### [WHAT YOU HAVE TO DO]
The lines to extract start at the one containing "Exercise. Mark the surgical" and end with the last line; give them exactly and nothing more.

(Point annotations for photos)
========

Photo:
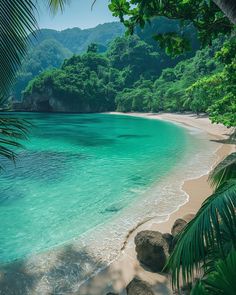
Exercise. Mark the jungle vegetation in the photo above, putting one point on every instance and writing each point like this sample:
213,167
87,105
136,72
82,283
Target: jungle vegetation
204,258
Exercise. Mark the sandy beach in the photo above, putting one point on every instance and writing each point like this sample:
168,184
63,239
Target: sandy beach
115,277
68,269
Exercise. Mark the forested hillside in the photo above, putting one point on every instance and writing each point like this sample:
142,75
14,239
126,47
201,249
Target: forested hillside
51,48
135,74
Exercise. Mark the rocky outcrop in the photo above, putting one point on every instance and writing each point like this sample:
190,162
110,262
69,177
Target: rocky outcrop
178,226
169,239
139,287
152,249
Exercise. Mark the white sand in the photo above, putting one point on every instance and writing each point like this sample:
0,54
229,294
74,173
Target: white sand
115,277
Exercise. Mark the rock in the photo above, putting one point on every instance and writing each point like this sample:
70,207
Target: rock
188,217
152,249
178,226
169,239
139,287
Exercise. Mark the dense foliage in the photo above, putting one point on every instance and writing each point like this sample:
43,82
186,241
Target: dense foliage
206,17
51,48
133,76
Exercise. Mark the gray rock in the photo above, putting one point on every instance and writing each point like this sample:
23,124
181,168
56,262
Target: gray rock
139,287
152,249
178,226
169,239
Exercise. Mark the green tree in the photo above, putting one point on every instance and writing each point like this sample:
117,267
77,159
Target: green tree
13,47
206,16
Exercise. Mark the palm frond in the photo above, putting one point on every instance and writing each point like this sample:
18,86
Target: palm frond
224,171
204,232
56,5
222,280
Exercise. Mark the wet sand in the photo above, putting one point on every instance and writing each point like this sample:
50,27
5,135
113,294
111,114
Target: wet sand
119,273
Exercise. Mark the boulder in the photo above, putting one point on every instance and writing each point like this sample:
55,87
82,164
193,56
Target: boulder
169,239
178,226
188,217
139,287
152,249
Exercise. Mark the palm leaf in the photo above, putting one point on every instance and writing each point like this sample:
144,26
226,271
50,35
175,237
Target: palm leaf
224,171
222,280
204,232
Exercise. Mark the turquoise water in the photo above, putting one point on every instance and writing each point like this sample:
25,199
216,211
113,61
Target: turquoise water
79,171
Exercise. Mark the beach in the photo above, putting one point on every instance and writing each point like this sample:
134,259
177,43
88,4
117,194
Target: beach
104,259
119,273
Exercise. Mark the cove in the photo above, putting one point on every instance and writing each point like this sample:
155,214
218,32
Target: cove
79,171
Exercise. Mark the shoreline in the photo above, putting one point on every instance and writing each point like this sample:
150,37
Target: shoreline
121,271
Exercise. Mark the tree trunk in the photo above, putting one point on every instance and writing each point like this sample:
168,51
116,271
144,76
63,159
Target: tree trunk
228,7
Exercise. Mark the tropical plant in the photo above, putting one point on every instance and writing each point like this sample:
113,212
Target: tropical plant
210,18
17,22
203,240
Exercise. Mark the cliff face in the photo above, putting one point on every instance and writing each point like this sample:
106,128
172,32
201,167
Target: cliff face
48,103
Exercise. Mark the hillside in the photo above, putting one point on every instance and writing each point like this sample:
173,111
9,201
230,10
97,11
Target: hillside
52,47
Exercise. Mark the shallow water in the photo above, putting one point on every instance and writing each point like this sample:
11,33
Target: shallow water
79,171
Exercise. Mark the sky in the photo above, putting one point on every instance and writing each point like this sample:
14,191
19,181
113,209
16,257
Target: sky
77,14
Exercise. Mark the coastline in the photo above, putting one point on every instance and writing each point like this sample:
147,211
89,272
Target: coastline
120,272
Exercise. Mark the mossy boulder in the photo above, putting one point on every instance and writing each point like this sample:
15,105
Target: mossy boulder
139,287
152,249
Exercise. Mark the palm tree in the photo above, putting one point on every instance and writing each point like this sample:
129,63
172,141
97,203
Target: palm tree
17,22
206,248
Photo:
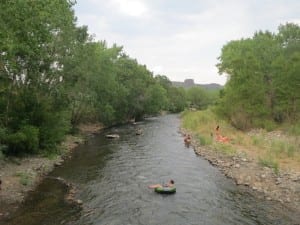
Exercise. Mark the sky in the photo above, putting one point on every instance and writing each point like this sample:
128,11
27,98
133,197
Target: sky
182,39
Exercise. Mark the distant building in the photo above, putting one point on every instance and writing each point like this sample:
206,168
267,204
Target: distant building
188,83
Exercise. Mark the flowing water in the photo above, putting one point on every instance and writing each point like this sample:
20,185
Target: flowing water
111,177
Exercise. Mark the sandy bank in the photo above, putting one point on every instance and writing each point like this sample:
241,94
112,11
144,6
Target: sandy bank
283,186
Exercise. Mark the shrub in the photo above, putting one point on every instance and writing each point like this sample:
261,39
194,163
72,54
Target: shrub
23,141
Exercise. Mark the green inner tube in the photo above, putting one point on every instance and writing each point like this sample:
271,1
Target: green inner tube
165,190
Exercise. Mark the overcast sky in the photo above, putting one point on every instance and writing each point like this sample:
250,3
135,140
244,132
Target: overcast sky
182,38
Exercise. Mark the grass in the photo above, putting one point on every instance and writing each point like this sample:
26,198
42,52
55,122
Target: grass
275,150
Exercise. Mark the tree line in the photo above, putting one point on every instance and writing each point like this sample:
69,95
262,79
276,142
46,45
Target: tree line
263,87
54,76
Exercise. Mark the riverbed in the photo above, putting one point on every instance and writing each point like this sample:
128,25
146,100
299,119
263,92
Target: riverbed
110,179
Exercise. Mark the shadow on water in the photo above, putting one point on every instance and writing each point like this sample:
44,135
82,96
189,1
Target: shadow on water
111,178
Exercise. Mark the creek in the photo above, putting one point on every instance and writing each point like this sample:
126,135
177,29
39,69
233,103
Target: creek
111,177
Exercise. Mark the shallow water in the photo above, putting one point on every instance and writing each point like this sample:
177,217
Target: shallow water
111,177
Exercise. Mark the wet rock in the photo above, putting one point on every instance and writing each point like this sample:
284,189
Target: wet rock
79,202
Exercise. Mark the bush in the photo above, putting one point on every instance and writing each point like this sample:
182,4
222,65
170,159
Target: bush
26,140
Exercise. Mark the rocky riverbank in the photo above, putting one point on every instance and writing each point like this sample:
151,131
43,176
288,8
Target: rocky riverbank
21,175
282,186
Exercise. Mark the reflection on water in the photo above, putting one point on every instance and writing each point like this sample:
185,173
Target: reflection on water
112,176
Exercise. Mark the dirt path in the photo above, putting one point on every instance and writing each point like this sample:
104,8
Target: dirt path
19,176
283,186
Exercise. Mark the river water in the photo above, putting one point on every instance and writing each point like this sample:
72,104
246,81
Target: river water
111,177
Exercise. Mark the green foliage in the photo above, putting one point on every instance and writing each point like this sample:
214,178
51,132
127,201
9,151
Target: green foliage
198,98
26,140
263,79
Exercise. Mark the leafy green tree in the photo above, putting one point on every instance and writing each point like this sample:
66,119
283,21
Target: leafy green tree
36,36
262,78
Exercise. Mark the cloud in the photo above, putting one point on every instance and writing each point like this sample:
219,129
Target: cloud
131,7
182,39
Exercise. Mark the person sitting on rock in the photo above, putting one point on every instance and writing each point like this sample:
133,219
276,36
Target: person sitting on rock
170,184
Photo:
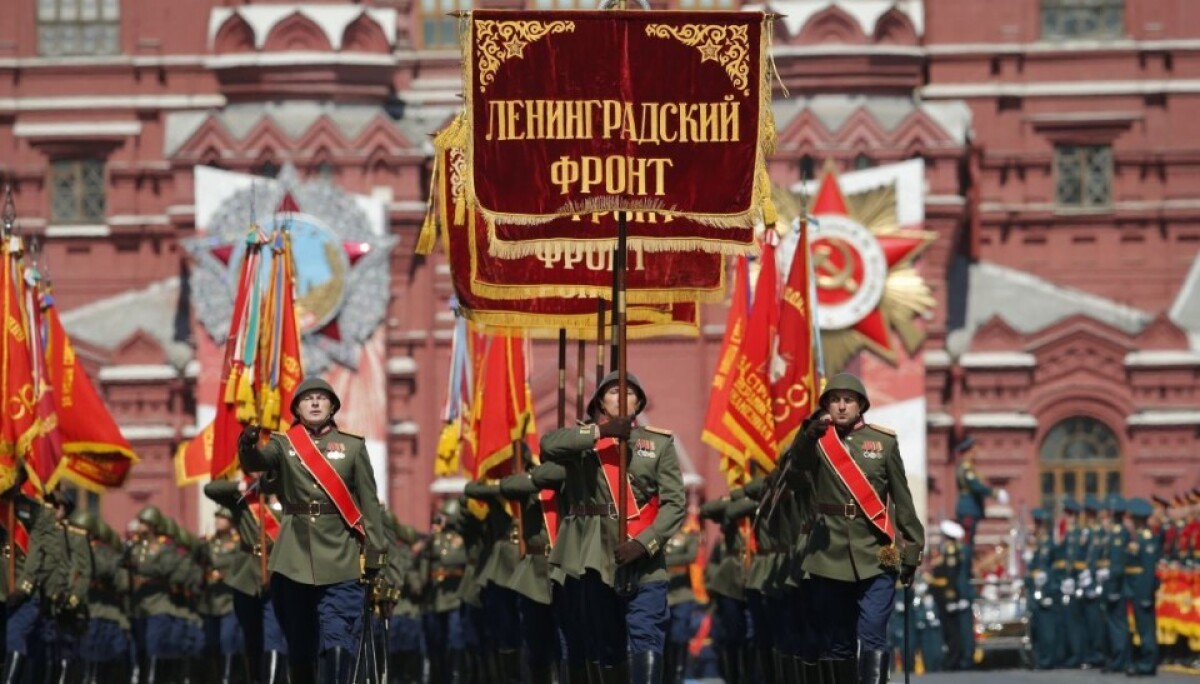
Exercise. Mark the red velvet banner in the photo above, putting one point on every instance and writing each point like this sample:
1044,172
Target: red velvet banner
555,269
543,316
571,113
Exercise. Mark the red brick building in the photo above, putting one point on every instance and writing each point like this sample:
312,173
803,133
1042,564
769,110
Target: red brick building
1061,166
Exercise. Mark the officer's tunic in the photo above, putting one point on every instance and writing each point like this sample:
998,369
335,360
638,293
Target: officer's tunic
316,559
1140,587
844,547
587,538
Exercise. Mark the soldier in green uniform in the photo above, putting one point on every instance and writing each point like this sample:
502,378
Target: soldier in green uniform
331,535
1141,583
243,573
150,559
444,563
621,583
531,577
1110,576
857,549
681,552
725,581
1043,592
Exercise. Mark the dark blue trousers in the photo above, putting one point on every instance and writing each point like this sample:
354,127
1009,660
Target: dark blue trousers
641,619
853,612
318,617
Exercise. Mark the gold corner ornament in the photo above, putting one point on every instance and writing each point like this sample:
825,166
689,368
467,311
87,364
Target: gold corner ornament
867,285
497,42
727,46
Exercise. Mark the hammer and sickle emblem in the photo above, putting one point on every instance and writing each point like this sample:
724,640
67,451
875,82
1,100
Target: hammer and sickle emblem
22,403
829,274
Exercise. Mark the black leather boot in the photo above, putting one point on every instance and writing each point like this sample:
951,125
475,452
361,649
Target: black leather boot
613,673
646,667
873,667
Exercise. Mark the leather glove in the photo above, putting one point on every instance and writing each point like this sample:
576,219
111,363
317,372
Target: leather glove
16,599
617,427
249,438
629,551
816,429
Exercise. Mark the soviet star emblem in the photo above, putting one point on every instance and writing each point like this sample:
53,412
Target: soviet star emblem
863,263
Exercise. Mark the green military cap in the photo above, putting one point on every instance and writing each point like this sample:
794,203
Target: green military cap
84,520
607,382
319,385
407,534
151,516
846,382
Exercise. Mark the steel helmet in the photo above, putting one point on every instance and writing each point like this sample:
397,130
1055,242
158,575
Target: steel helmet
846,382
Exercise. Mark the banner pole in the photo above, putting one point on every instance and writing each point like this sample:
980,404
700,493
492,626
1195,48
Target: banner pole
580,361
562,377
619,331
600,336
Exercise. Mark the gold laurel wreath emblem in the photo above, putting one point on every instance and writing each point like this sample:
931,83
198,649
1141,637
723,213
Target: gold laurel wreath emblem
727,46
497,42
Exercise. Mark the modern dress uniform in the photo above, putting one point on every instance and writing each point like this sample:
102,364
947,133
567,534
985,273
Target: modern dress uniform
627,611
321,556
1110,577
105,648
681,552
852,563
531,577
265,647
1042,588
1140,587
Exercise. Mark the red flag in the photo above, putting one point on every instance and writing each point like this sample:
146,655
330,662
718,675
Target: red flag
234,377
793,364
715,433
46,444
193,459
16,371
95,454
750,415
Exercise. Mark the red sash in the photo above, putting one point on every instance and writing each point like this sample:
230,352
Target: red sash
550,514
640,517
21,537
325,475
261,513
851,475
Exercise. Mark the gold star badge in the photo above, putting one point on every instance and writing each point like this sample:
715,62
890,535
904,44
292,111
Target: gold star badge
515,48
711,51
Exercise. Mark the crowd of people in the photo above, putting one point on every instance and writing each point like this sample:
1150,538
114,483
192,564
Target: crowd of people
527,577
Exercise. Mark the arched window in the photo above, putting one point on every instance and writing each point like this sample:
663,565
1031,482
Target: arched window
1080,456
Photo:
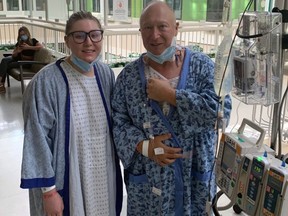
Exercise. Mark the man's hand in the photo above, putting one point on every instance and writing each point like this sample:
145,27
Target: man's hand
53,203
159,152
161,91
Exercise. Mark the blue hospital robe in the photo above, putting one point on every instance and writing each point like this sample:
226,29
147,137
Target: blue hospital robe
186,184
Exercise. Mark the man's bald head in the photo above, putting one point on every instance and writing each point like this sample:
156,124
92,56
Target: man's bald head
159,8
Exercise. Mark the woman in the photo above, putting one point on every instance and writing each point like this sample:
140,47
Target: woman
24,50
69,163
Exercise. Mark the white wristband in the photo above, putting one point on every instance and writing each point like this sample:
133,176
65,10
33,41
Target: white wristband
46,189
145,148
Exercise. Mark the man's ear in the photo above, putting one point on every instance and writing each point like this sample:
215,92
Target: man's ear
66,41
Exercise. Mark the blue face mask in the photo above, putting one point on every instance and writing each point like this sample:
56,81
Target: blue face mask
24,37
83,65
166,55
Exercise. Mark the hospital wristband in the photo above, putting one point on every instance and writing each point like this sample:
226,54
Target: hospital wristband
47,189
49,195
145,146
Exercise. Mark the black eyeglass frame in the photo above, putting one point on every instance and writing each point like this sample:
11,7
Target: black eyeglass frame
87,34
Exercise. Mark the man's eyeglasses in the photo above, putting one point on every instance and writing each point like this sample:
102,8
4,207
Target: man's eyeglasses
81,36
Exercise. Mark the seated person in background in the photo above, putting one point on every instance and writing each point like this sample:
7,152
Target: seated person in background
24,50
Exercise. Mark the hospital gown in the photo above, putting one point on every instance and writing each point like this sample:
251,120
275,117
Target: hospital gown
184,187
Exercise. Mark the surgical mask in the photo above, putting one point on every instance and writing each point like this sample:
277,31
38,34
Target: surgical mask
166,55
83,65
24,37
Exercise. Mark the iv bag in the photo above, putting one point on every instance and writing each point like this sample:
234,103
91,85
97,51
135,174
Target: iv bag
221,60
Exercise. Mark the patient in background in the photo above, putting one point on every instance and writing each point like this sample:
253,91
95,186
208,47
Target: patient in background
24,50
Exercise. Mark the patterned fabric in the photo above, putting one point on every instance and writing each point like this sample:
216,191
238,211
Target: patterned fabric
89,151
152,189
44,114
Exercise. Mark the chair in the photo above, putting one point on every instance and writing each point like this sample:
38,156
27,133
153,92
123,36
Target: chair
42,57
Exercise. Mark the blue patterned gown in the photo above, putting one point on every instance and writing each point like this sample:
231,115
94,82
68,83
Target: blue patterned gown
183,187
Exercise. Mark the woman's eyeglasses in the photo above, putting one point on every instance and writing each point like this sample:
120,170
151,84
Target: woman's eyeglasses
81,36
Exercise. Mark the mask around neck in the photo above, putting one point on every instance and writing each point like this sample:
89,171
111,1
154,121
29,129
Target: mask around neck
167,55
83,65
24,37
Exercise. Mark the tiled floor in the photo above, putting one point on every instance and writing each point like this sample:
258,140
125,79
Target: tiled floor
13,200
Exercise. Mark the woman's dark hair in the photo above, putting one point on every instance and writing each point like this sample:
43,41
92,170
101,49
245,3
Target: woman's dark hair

========

### [WRITTEN SOLUTION]
Exercise. Mark the surgical mask in the photo above, putting one point on every instance and writing each point like this sample:
277,31
38,34
Target: surgical mask
166,55
83,65
24,37
Exercise. Mark the iv bag in the photo above, putting one point on every instance and writing each point like this sample:
234,103
91,85
97,51
135,174
Target: iv bag
221,60
Exercise. Mark the patient in background in the photo above, putting one point on every instance and writing each point like this sample:
253,91
95,186
208,47
Target: patient in background
24,50
Exercise. Mark the patterned fabric in the photo above, putting one point on every instance and writing each point like this sample:
216,191
238,211
Target: patterned fabric
89,151
152,189
44,114
Exercise. Mark the chair in the photo above, putting one point on every instance and writing each point like this sample:
38,156
27,133
153,92
123,36
Target: chair
42,57
Exercise. Mark the blue patterned gown in the photo above, putting one point on every instance and writing each point like this sample:
231,115
94,82
68,83
Target: blue patterned gown
183,187
Exercise. Mark the woman's eyeglasses in the photo above, putting one point on every instance and writing each point like this sample:
120,170
151,84
Target: woman's eyeglasses
81,36
Exercise. Mark the mask around neck in the photo above, putting one point on every instance and writing each point like this sample:
89,171
111,1
154,121
29,129
Target: mask around neck
167,55
83,65
24,37
Exercise. Mark the tiled floor in the photo above, putting one point on every instance and writing each point like this sample:
258,140
125,79
Target: tiled floor
13,200
Exercise. Mark the woman's dark hair in the photo above, putting one point on every instance and writing each point like this sample:
43,41
92,170
101,49
245,3
Target: woman's dark hair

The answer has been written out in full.